→ **What is required**
Every line from the one that contains "Point out the backpack" to the last line of the listing below should be quoted verbatim. Pictures are excluded.

→ **A run of records**

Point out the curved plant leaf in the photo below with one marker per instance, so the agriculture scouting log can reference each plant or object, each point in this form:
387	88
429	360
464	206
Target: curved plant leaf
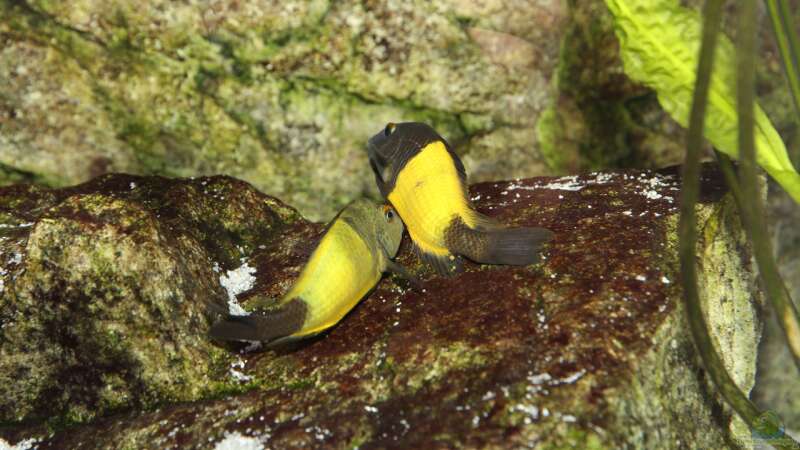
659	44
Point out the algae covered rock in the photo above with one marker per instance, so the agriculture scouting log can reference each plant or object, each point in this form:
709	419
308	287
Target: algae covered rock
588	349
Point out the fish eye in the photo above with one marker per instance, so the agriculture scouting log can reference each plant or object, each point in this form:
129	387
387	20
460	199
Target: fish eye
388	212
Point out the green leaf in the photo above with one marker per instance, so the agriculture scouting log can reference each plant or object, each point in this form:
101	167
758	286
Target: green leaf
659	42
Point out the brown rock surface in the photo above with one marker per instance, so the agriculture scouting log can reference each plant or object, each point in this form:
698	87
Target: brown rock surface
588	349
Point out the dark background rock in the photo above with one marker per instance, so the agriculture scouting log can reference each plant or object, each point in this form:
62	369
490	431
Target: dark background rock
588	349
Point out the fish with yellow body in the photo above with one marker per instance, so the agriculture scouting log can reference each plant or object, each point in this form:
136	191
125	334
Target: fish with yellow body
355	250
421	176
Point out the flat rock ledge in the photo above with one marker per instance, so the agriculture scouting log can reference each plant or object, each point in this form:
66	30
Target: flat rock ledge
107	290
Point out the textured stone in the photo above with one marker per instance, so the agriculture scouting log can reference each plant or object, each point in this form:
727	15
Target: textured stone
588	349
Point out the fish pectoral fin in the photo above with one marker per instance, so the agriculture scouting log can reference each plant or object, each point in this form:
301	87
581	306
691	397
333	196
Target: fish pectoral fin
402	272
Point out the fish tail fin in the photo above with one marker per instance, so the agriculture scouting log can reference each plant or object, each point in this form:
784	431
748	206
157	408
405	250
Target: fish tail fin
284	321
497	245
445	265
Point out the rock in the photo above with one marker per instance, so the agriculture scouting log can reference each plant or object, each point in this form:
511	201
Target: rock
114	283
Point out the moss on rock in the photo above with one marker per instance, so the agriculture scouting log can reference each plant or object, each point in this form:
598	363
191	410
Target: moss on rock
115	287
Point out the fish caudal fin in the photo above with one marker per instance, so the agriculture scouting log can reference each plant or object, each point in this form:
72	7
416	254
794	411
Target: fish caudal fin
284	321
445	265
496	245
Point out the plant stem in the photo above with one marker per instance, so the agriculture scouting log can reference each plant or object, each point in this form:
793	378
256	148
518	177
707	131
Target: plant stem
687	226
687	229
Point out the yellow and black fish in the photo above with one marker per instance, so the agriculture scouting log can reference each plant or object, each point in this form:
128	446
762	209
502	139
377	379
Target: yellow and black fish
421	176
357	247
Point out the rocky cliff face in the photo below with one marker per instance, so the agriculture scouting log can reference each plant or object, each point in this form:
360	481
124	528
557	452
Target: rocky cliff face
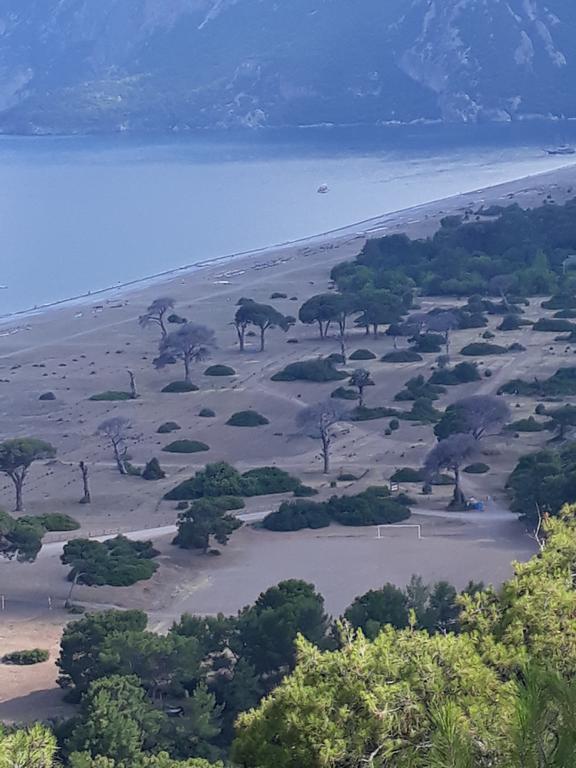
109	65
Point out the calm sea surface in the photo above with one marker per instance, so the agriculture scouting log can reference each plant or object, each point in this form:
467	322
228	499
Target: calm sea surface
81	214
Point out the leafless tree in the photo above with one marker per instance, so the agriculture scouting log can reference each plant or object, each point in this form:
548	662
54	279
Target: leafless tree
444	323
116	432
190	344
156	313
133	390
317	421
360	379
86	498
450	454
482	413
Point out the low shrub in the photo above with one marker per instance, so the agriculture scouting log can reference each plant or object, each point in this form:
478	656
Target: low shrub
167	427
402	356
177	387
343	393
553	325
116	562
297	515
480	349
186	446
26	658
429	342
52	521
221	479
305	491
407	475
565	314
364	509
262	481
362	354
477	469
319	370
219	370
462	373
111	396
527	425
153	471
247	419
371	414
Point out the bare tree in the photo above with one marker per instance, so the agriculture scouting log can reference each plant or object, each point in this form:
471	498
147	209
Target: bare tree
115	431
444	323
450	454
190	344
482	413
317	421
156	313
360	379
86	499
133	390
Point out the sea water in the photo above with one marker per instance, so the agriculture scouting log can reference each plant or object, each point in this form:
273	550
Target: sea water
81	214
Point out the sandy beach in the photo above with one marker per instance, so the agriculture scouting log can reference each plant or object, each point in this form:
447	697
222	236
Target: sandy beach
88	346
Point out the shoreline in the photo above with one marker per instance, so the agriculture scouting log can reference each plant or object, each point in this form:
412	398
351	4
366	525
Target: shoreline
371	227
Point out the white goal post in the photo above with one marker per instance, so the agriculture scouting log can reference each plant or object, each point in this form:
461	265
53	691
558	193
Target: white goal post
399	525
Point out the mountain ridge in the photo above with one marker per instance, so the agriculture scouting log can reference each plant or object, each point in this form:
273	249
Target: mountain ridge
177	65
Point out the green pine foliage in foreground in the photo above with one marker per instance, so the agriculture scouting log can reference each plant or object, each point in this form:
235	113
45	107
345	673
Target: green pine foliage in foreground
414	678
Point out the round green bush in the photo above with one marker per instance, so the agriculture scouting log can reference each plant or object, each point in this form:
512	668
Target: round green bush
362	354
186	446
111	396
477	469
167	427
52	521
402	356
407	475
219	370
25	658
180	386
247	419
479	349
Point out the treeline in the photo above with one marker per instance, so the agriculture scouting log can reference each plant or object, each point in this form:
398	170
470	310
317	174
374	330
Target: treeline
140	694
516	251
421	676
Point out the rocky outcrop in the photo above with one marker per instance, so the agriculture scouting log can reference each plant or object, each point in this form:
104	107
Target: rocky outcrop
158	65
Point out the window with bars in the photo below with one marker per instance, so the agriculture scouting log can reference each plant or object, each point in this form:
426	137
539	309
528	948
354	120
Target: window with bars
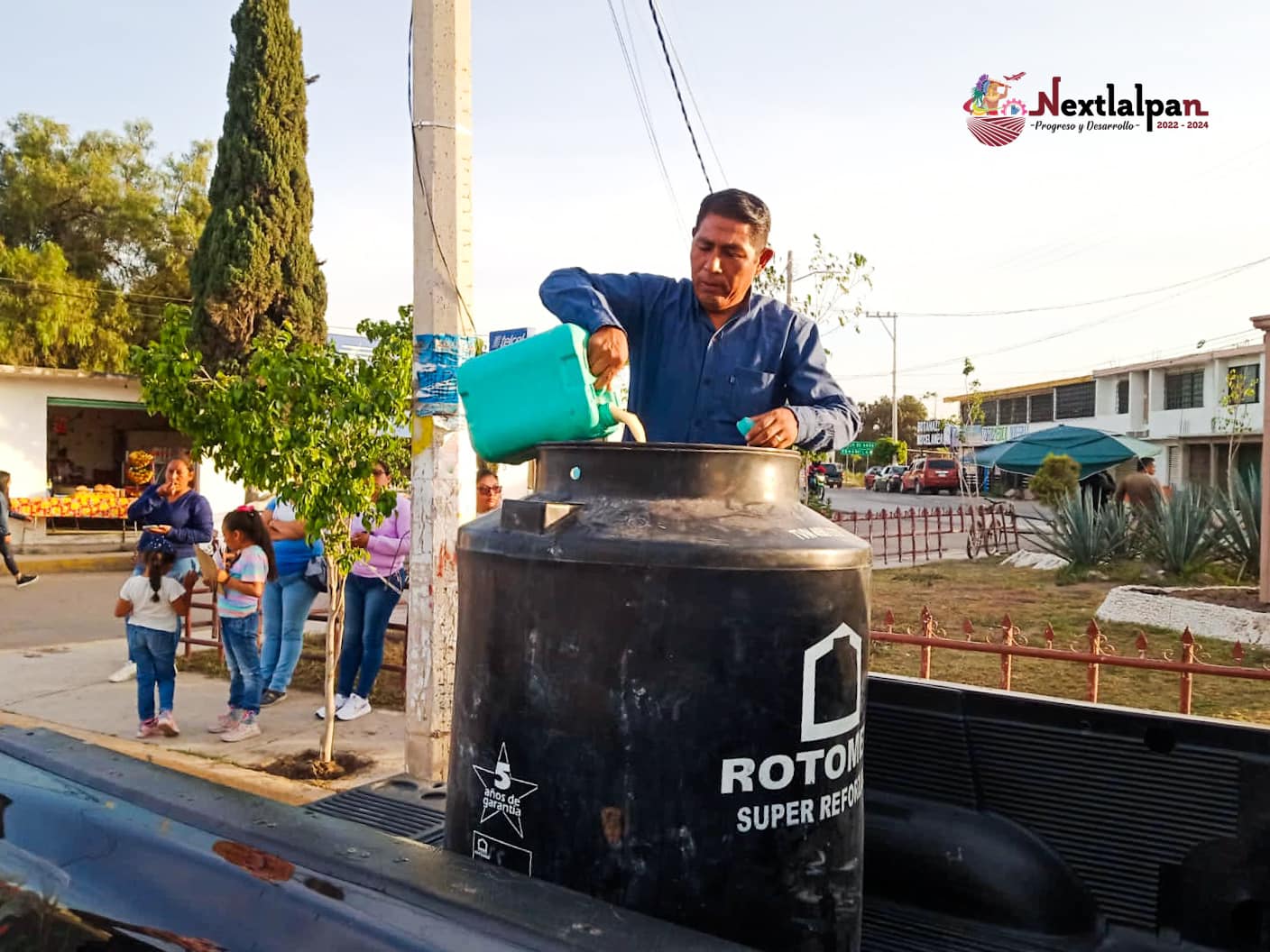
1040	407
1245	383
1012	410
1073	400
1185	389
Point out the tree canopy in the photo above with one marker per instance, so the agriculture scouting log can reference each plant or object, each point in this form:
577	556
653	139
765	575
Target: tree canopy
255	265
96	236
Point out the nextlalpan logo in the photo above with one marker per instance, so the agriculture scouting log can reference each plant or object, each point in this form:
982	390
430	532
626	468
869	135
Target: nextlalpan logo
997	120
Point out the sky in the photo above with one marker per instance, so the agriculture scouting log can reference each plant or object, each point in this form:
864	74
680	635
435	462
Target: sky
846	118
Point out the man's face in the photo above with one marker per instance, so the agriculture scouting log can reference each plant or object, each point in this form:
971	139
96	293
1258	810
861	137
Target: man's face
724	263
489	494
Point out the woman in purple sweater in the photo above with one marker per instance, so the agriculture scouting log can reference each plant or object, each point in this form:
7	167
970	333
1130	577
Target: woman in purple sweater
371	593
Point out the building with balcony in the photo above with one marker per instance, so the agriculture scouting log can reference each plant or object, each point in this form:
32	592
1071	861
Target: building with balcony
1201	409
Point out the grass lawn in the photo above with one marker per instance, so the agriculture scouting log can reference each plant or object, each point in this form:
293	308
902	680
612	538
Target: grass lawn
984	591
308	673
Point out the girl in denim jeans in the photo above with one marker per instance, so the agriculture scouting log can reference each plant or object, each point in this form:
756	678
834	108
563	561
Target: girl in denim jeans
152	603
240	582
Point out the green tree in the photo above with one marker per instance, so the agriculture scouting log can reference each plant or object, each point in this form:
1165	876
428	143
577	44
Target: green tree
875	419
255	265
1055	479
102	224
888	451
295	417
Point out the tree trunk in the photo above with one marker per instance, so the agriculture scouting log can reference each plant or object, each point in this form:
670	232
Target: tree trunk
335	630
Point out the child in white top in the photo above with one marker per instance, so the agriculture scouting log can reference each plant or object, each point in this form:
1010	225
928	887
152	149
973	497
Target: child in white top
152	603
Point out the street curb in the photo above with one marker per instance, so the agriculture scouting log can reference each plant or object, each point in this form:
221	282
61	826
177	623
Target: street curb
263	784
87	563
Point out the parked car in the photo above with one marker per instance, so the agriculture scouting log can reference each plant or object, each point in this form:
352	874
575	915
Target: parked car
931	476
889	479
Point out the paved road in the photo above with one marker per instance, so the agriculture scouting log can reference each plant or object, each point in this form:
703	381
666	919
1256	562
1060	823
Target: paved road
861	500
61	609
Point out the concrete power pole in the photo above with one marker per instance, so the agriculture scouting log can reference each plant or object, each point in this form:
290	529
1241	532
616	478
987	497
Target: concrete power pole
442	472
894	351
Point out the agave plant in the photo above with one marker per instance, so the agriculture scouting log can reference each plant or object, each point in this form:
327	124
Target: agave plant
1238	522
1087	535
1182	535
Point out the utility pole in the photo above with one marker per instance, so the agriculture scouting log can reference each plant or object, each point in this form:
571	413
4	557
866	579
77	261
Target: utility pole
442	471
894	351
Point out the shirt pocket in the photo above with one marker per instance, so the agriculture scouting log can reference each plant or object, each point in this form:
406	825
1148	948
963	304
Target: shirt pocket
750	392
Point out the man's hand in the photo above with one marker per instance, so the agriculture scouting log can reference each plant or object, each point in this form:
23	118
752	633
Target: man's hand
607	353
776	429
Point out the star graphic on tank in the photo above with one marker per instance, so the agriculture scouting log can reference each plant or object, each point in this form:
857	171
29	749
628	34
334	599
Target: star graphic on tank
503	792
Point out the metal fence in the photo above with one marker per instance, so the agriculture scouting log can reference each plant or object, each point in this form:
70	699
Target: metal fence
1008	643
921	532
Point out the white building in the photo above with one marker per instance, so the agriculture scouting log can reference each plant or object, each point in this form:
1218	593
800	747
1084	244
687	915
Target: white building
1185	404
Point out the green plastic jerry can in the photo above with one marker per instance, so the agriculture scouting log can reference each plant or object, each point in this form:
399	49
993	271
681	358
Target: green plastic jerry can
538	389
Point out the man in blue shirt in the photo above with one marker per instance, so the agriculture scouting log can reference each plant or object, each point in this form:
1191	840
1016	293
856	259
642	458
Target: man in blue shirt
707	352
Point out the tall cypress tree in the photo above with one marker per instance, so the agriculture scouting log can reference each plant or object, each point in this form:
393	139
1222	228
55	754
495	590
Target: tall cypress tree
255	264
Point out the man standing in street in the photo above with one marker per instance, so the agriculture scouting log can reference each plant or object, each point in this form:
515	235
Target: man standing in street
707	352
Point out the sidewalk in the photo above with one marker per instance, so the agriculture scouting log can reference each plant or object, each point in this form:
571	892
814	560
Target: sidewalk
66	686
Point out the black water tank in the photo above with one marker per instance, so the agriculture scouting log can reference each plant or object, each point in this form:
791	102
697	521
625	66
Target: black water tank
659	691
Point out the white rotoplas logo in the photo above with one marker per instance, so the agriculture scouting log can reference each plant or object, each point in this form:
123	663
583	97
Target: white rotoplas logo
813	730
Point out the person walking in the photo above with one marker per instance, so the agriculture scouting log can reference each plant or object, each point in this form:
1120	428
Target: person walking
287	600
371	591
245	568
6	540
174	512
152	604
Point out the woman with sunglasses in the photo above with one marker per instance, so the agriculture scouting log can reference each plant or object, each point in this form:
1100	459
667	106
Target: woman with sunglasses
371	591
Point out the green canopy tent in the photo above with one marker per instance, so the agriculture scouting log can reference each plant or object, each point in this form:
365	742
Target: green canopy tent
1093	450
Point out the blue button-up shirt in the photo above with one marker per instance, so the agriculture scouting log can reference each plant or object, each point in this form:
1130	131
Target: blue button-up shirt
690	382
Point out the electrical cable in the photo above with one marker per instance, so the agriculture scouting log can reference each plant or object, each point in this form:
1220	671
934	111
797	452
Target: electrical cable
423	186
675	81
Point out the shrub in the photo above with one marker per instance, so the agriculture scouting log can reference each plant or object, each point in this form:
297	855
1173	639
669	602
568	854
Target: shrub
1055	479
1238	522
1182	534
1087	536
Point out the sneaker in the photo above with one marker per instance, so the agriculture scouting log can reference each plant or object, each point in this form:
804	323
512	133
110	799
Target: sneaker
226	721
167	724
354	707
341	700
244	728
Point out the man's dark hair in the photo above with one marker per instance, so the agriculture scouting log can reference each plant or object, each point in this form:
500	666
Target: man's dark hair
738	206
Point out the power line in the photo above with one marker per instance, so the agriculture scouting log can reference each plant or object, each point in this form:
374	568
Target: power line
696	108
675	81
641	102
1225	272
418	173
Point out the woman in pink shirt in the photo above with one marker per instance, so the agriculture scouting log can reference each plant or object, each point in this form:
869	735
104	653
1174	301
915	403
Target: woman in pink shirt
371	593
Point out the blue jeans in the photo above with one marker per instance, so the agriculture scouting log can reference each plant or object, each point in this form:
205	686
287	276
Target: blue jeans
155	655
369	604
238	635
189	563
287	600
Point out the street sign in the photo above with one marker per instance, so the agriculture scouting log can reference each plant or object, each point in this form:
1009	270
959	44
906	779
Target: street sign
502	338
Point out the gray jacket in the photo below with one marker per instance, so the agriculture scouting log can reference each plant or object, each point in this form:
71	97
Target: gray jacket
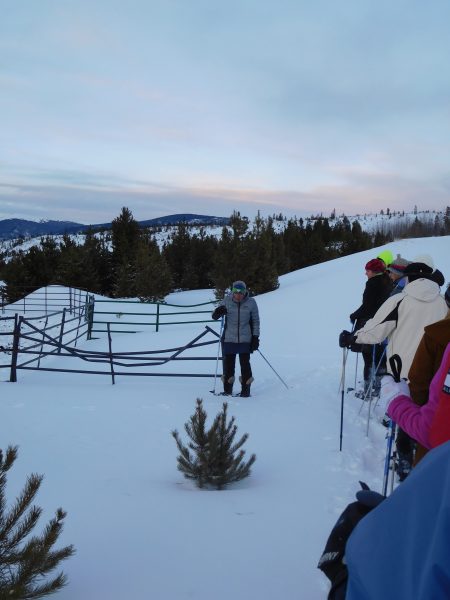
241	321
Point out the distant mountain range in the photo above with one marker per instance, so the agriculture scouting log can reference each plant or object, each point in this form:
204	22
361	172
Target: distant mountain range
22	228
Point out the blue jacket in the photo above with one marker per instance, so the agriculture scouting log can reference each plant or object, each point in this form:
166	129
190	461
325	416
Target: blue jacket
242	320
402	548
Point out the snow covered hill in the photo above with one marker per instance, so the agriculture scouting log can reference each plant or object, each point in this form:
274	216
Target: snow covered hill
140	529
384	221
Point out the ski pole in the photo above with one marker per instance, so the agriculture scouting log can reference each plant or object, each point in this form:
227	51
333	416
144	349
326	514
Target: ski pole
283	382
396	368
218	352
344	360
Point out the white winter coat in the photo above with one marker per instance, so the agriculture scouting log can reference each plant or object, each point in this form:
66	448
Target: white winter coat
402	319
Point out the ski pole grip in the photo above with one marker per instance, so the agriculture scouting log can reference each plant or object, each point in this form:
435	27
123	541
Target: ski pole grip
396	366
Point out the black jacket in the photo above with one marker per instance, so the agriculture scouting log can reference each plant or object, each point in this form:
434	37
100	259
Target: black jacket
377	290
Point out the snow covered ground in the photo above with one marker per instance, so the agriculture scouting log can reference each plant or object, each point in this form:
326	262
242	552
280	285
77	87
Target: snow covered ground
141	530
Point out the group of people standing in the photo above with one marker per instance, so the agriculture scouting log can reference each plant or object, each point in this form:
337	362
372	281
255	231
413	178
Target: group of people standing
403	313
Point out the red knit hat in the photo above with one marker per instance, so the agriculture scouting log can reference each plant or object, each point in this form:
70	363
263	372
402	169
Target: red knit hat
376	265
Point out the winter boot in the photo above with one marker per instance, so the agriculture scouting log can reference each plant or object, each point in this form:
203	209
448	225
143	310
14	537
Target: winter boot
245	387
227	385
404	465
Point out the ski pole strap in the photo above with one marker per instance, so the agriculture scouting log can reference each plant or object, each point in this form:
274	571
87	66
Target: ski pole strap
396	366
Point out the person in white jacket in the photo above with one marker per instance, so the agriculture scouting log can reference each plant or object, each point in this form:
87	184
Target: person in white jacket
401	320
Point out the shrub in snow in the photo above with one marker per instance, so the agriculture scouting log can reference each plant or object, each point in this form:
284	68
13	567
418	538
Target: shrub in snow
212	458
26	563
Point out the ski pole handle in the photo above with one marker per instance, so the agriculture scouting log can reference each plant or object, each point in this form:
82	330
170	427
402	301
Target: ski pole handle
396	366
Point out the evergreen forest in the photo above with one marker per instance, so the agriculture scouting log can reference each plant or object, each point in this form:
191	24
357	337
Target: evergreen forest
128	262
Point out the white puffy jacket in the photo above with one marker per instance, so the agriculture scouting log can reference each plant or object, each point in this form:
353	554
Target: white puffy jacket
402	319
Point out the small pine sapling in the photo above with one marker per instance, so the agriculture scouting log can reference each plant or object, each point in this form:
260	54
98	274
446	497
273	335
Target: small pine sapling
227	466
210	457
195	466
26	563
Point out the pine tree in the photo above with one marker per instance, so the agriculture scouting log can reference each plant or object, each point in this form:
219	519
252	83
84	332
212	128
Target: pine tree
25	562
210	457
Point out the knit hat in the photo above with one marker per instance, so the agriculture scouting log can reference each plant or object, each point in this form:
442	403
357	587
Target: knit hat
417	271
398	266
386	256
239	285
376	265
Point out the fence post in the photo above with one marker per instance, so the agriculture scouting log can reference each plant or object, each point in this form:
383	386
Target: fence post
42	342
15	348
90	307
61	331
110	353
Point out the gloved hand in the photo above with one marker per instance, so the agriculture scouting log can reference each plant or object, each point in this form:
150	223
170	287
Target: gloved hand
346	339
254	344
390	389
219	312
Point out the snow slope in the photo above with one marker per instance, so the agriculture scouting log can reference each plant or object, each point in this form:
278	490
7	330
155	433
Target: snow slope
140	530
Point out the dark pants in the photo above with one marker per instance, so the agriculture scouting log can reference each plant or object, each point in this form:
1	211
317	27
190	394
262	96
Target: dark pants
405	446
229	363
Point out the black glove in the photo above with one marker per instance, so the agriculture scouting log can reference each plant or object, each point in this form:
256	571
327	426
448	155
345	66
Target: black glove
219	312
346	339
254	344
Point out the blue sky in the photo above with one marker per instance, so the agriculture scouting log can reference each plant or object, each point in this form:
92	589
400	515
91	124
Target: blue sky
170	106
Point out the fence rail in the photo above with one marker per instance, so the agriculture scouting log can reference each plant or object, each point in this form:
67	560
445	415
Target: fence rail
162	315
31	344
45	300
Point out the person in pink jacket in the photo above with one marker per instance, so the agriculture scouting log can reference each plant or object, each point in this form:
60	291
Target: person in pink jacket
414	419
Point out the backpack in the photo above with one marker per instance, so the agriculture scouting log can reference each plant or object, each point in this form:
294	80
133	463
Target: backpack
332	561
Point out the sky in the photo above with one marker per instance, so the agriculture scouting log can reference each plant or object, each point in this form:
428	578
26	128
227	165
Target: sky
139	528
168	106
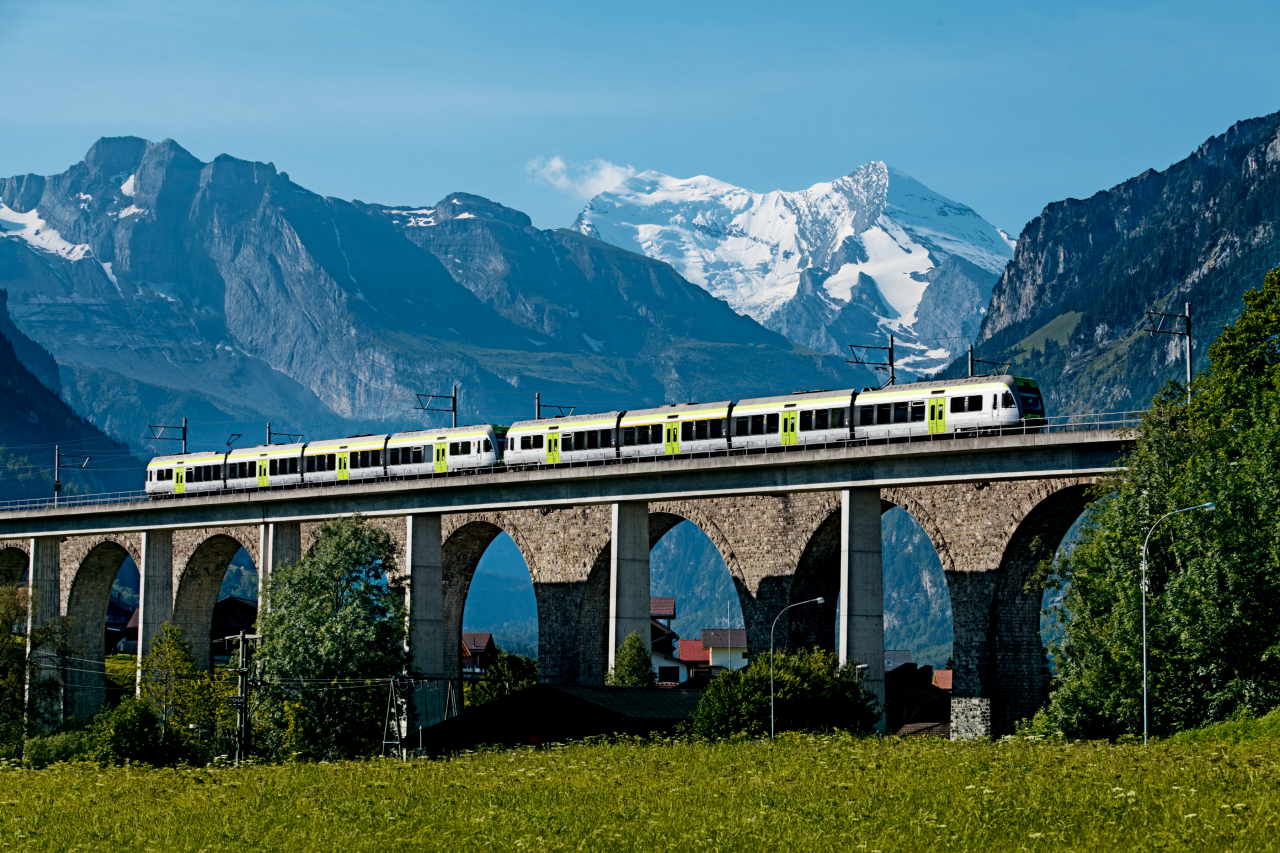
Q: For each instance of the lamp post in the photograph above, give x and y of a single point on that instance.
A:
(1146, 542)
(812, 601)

→ **Answer**
Point out the backpack in the photo above with one marker per instance, so the agriculture scouting log can reference each plant or object, each point in this form:
294	80
133	463
Target: backpack
332	561
Point out the sky in the photo above with one marker per instance, so the agriculture scouting log can reference each plant or object, each point in this form:
428	578
26	128
227	165
Target: sky
139	528
168	106
Q: For each instance of the lamp post in the photograph above, give x and y of a single point on that instance.
A:
(1146, 542)
(812, 601)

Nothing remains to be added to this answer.